Reproduce the listing below in full and without alteration, apart from its pictures.

Object pointing dataset rows

━━━━━━━━━━━━━━━━━━━━━━━━━━━━━━

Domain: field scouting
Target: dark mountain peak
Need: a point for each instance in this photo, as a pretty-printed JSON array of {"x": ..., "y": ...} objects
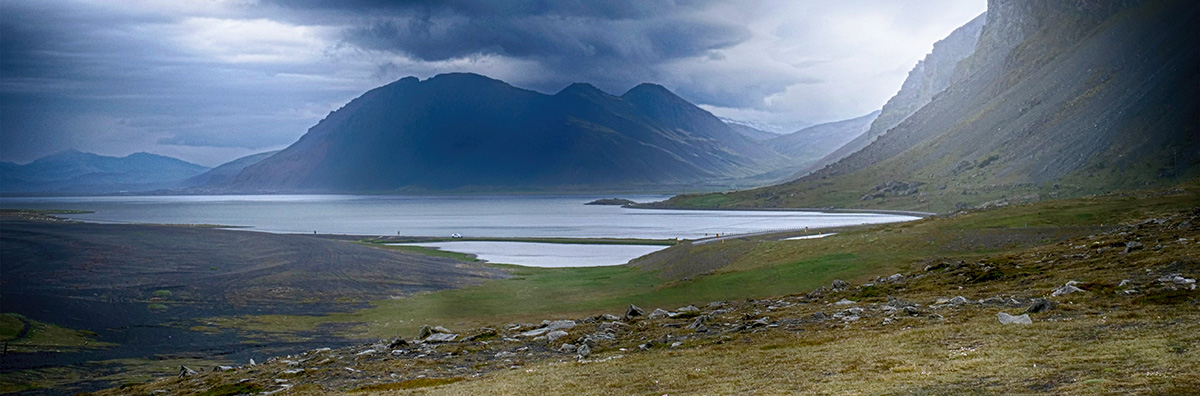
[
  {"x": 648, "y": 90},
  {"x": 462, "y": 79},
  {"x": 581, "y": 89},
  {"x": 66, "y": 155}
]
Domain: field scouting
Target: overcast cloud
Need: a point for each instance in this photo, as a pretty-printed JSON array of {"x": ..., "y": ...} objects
[{"x": 210, "y": 81}]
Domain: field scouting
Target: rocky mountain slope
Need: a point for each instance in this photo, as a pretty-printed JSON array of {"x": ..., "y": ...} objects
[
  {"x": 75, "y": 172},
  {"x": 1037, "y": 321},
  {"x": 813, "y": 143},
  {"x": 225, "y": 172},
  {"x": 1057, "y": 100},
  {"x": 751, "y": 132},
  {"x": 468, "y": 132},
  {"x": 930, "y": 77}
]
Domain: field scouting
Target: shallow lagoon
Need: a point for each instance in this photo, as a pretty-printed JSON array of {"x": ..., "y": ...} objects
[
  {"x": 546, "y": 255},
  {"x": 472, "y": 216},
  {"x": 497, "y": 216}
]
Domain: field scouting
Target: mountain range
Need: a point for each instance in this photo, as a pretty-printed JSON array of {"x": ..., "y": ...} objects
[
  {"x": 468, "y": 132},
  {"x": 1056, "y": 100},
  {"x": 1032, "y": 100},
  {"x": 83, "y": 173}
]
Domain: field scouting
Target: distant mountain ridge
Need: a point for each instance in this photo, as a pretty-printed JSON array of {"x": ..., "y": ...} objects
[
  {"x": 1057, "y": 100},
  {"x": 468, "y": 132},
  {"x": 930, "y": 77},
  {"x": 813, "y": 143},
  {"x": 225, "y": 172},
  {"x": 75, "y": 172}
]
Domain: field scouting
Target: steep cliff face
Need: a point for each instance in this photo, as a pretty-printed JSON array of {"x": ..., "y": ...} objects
[{"x": 930, "y": 77}]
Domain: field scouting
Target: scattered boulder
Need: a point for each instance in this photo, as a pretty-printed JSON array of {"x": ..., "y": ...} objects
[
  {"x": 1041, "y": 305},
  {"x": 994, "y": 300},
  {"x": 817, "y": 293},
  {"x": 561, "y": 324},
  {"x": 1067, "y": 289},
  {"x": 583, "y": 351},
  {"x": 397, "y": 343},
  {"x": 634, "y": 311},
  {"x": 898, "y": 303},
  {"x": 534, "y": 333},
  {"x": 659, "y": 313},
  {"x": 1005, "y": 318},
  {"x": 555, "y": 335},
  {"x": 1177, "y": 280},
  {"x": 696, "y": 324}
]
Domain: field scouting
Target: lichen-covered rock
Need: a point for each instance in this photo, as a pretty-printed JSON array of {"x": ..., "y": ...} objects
[{"x": 1005, "y": 318}]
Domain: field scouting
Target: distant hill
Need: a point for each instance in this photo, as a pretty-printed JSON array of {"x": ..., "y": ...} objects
[
  {"x": 75, "y": 172},
  {"x": 468, "y": 132},
  {"x": 813, "y": 143},
  {"x": 225, "y": 172},
  {"x": 930, "y": 77},
  {"x": 751, "y": 132},
  {"x": 1057, "y": 100}
]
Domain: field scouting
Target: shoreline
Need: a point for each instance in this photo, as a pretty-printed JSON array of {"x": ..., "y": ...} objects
[{"x": 819, "y": 210}]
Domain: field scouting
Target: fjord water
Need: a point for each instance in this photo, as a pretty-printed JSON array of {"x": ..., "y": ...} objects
[
  {"x": 546, "y": 255},
  {"x": 496, "y": 216}
]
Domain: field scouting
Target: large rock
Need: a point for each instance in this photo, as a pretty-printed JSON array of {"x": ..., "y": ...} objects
[
  {"x": 561, "y": 324},
  {"x": 1041, "y": 305},
  {"x": 555, "y": 335},
  {"x": 1005, "y": 318},
  {"x": 583, "y": 351},
  {"x": 1067, "y": 289}
]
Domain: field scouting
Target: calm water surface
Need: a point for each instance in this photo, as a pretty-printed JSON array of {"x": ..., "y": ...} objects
[
  {"x": 547, "y": 255},
  {"x": 436, "y": 216}
]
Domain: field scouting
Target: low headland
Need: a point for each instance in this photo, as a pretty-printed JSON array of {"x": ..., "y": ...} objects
[{"x": 931, "y": 306}]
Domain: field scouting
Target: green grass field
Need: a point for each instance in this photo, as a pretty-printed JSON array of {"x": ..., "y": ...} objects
[{"x": 763, "y": 268}]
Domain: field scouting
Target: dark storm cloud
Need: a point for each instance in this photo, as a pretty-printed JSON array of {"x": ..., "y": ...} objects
[
  {"x": 213, "y": 81},
  {"x": 613, "y": 45}
]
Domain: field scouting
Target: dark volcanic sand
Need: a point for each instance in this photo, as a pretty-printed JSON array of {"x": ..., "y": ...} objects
[{"x": 102, "y": 277}]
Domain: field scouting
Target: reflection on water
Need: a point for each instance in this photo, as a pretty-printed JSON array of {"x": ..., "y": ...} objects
[
  {"x": 546, "y": 255},
  {"x": 441, "y": 216}
]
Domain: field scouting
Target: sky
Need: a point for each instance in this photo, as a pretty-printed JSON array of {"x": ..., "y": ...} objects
[{"x": 211, "y": 81}]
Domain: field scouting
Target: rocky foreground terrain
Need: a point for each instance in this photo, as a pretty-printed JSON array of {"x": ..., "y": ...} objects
[{"x": 1111, "y": 312}]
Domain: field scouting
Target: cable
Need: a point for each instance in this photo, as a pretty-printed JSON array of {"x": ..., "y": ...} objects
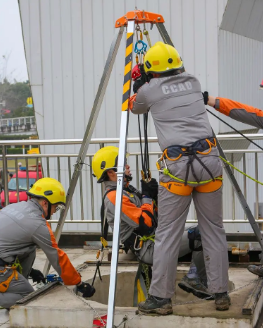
[{"x": 220, "y": 119}]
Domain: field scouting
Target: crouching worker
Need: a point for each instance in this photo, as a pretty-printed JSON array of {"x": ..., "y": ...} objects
[
  {"x": 23, "y": 226},
  {"x": 139, "y": 220}
]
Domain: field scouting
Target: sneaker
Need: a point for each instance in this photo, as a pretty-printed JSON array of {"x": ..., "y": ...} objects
[
  {"x": 222, "y": 301},
  {"x": 196, "y": 287},
  {"x": 156, "y": 305},
  {"x": 256, "y": 269}
]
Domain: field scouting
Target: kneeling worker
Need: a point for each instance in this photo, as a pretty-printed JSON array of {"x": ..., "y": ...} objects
[
  {"x": 138, "y": 219},
  {"x": 23, "y": 226}
]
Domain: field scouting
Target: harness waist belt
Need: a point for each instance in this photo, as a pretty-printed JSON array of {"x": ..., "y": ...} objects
[
  {"x": 197, "y": 147},
  {"x": 3, "y": 263}
]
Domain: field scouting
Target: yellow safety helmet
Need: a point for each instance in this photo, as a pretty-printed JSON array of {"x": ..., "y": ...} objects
[
  {"x": 49, "y": 189},
  {"x": 161, "y": 58},
  {"x": 104, "y": 160}
]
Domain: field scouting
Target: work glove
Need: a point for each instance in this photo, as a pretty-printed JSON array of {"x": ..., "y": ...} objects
[
  {"x": 206, "y": 97},
  {"x": 131, "y": 101},
  {"x": 86, "y": 289},
  {"x": 37, "y": 276},
  {"x": 143, "y": 229},
  {"x": 150, "y": 188}
]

━━━━━━━━━━━━━━━━━━━━━━━━━━━━━━

WRITTEN RESPONSE:
Domain: field scouting
Target: dark mountain peak
Need: a point for each instance in this photo, as a pretty-printed JSON array of {"x": ..., "y": ...} objects
[
  {"x": 648, "y": 90},
  {"x": 462, "y": 79},
  {"x": 581, "y": 89},
  {"x": 66, "y": 155}
]
Domain: field scouting
Target: overcast cloud
Need: a point for each instance in this photo, as a pretty-printed JSON array of {"x": ..., "y": ...} objects
[{"x": 210, "y": 81}]
Domain: field scouting
Target: rocky mountain slope
Need: a point for each instance in this photo, as a pretty-printed JSON array of {"x": ..., "y": ...} objects
[
  {"x": 75, "y": 172},
  {"x": 1037, "y": 321},
  {"x": 813, "y": 143},
  {"x": 225, "y": 172},
  {"x": 1057, "y": 100},
  {"x": 751, "y": 132},
  {"x": 468, "y": 132},
  {"x": 930, "y": 77}
]
Domain: field scouting
Target: shallow lagoon
Need: a point for each instance in this photo, as a pretty-printed JSON array of {"x": ..., "y": ...} objects
[
  {"x": 546, "y": 255},
  {"x": 472, "y": 216},
  {"x": 497, "y": 216}
]
Domain: field scouting
Target: mountain range
Need: a point for each instance in this photo, as a pretty-printed JSON array of {"x": ..., "y": ...} objects
[
  {"x": 468, "y": 132},
  {"x": 1056, "y": 100},
  {"x": 1032, "y": 100},
  {"x": 83, "y": 173}
]
Domain: field scouting
Target: distant mountain ridge
Need: a point for each instance in this photo, as a pretty-printed JSON array of {"x": ..., "y": ...} objects
[
  {"x": 1057, "y": 100},
  {"x": 468, "y": 132},
  {"x": 930, "y": 77},
  {"x": 813, "y": 143},
  {"x": 225, "y": 172},
  {"x": 75, "y": 172}
]
Domain: field scouting
Target: steep cliff face
Need: a point for each instance in this photo, as a pretty-printed JSON array of {"x": ..., "y": ...} objects
[{"x": 930, "y": 77}]
Domain: field scouting
Target: scattered boulder
Need: a point for each instance in this photo, as a pretty-printed JSON array of {"x": ..., "y": ...} objects
[
  {"x": 1041, "y": 305},
  {"x": 994, "y": 300},
  {"x": 817, "y": 293},
  {"x": 561, "y": 324},
  {"x": 1067, "y": 289},
  {"x": 583, "y": 351},
  {"x": 397, "y": 343},
  {"x": 634, "y": 311},
  {"x": 898, "y": 303},
  {"x": 534, "y": 333},
  {"x": 659, "y": 313},
  {"x": 1005, "y": 318},
  {"x": 555, "y": 335},
  {"x": 1177, "y": 280},
  {"x": 696, "y": 324}
]
Domain: field scouting
Target: lichen-covered rock
Need: a point for each instance in this photo, as a pretty-printed JSON array of {"x": ..., "y": ...} objects
[{"x": 1005, "y": 318}]
Domain: field scouting
Target: distant hill
Need: a point for each instance in this photo, as a pretty-printed JSON array of {"x": ..., "y": ...} objects
[
  {"x": 75, "y": 172},
  {"x": 468, "y": 132},
  {"x": 813, "y": 143},
  {"x": 225, "y": 172},
  {"x": 930, "y": 77},
  {"x": 751, "y": 132},
  {"x": 1057, "y": 100}
]
Domain: field scouting
Target: shoreline
Need: a point for each instance in this photo, as a pretty-printed JSON array of {"x": ..., "y": ...} objects
[{"x": 819, "y": 210}]
Domain: field scouting
Target: fjord water
Need: a point for each instance in this photo, as a pretty-printed JSON array of {"x": ..., "y": ...} objects
[
  {"x": 546, "y": 255},
  {"x": 496, "y": 216}
]
Domain: field scouting
Target: large rock
Need: a point for each instance in this photo, as a pretty-printed JSON array of {"x": ..., "y": ...} objects
[
  {"x": 561, "y": 324},
  {"x": 1041, "y": 305},
  {"x": 555, "y": 335},
  {"x": 1005, "y": 318},
  {"x": 583, "y": 351},
  {"x": 1067, "y": 289}
]
Domain: field scouting
Target: calm water surface
Need: a point for each instance in this photo, as a pretty-printed JSON array of {"x": ..., "y": ...} objects
[
  {"x": 547, "y": 255},
  {"x": 436, "y": 216}
]
Domain: field scouting
Target: low headland
Need: a point for each instance in this photo, as a pretty-printed JSON array of {"x": ..., "y": ...} objects
[{"x": 931, "y": 306}]
Domain: field scouting
Target: green grass field
Need: a point for each instance in this photo, as a pretty-printed JSON array of {"x": ..., "y": ...} objects
[{"x": 763, "y": 268}]
Domain: field scouting
Target: dark storm cloud
Need: a point for each instance in this photo, as a pretty-printed JSON array of {"x": ..., "y": ...} objects
[
  {"x": 213, "y": 81},
  {"x": 613, "y": 45}
]
Domain: field scouting
Target: dark volcanic sand
Need: a point for each instance in this photo, as a pretty-printed JSON array of {"x": ..., "y": ...} objects
[{"x": 102, "y": 277}]
Domain: field scouting
Target: reflection on water
Need: a point for each instance in this photo, as a pretty-printed JSON array of {"x": ..., "y": ...} objects
[
  {"x": 546, "y": 255},
  {"x": 441, "y": 216}
]
Domain: field scouting
Target: sky
Need: a point for each instance in this photo, as a pretty-printed JSON array of {"x": ..., "y": ...} objects
[{"x": 211, "y": 81}]
Domain: field scouting
Target: rocky foreground terrain
Need: a point for each instance in this photo, as a pretty-printed JSON array of {"x": ..., "y": ...} objects
[{"x": 1111, "y": 312}]
Domain: field scouting
Target: cable
Need: a point for each instance in this photo, as a pretty-printed JSON array of {"x": ..., "y": ...} objects
[{"x": 220, "y": 119}]
Domain: field scouting
Target: crouching worker
Need: a point for each instance in this photo, as a pretty-printed JSON array of {"x": ..., "y": ...} objects
[
  {"x": 23, "y": 226},
  {"x": 139, "y": 220}
]
Domain: field scouting
Target: sneaker
Need: a point for each instance in this photo, as a pretty-printed JSON array of {"x": ..., "y": ...} objects
[
  {"x": 222, "y": 301},
  {"x": 196, "y": 287},
  {"x": 156, "y": 305},
  {"x": 256, "y": 269}
]
Domain: field scouting
Target: kneeling worker
Need: a point for each instance in this photo, as a pretty-printed JSON array of {"x": ..., "y": ...} objects
[
  {"x": 138, "y": 219},
  {"x": 23, "y": 226}
]
Domain: field scouting
Target: harness waist belt
Need: a point for each instance in this photo, as a pretty-printed JSON array of {"x": ..., "y": ...} objects
[
  {"x": 197, "y": 147},
  {"x": 3, "y": 263}
]
Domain: field scouting
Target: yellow safety helmet
Need: a point for each instance in this photo, as a pretty-printed JSON array of {"x": ..., "y": ...} objects
[
  {"x": 49, "y": 189},
  {"x": 161, "y": 58},
  {"x": 104, "y": 160}
]
Domain: field scouting
Target: work glove
Need: a point for each instance in this photo, as a pretty-printed JSON array of {"x": ..., "y": ...} objects
[
  {"x": 206, "y": 97},
  {"x": 131, "y": 101},
  {"x": 86, "y": 289},
  {"x": 37, "y": 276},
  {"x": 143, "y": 229},
  {"x": 150, "y": 188}
]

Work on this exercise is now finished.